> [TEXT SECTION]
I am using keras-tuner in order to obtain the best set of hyperparameters for my model. I can reproduce my problem for a random dataset:
def generate_data(n_windows, n_timesteps):
feature_vector_list = []
label_list = []
for i in range(10):
x = tf.random.normal((n_windows, n_timesteps))
feature_vector = [x]
choices = [np.array([1, 0]), np.array([0, 1]),
np.array([0, 0]), np.array([1,1])]
labels = np.array([random.choice(choices) for i in range(n_windows)])
feature_vector_list.append(feature_vector)
label_list.append(labels)
return feature_vector_list, label_list
def custom_generator(feat_vector_list, label_list):
assert len(feat_vector_list) == len(label_list), \
"Number of feature vectors inconsistent with the number of labels"
counter = 0
while True:
feat_vec = feat_vector_list[counter]
list_labels = label_list[counter]
counter = (counter + 1) % len(feat_vector_list)
yield feat_vec, list_labels
Here is the model:
def model_builder(hp):
n_timesteps, n_features, n_outputs = 60, 1, 2
hp_units = hp.Int("units", min_value=50, max_value=500, step=50)
hp_filters = hp.Int("filters", 4, 32, step=4, default=8)

> [SUPPLIED DATA]
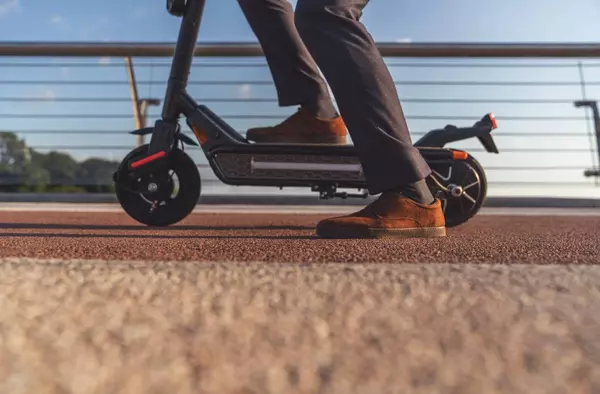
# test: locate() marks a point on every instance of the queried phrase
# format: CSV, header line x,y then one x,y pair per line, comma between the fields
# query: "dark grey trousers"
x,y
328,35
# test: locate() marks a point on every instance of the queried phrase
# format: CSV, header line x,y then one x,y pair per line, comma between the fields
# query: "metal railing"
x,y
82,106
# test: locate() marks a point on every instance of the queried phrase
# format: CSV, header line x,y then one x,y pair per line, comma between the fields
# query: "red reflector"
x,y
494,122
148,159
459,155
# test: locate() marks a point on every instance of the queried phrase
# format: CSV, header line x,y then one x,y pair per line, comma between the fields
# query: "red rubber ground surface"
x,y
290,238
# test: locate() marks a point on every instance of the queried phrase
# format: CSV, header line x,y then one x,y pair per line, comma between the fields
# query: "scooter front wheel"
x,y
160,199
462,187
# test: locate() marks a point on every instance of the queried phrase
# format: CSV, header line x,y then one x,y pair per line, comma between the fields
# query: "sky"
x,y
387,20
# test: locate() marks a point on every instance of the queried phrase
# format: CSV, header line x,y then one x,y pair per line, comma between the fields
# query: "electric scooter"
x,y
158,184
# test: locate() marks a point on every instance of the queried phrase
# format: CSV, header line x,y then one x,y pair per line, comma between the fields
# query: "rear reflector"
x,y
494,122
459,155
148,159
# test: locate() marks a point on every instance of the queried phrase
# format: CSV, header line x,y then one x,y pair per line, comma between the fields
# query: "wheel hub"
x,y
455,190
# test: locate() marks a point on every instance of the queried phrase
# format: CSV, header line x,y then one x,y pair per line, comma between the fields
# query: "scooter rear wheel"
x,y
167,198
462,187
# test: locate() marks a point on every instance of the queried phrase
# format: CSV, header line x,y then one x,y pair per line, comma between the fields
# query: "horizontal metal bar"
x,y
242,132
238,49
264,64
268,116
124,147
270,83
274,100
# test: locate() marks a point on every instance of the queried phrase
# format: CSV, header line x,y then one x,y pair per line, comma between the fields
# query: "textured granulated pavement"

> [TASK] Copy the stretch of the keras-tuner post from "label_list.append(labels)" through "1) % len(feat_vector_list)".

> [CORRECT OUTPUT]
label_list.append(labels)
return feature_vector_list, label_list
def custom_generator(feat_vector_list, label_list):
assert len(feat_vector_list) == len(label_list), \
"Number of feature vectors inconsistent with the number of labels"
counter = 0
while True:
feat_vec = feat_vector_list[counter]
list_labels = label_list[counter]
counter = (counter + 1) % len(feat_vector_list)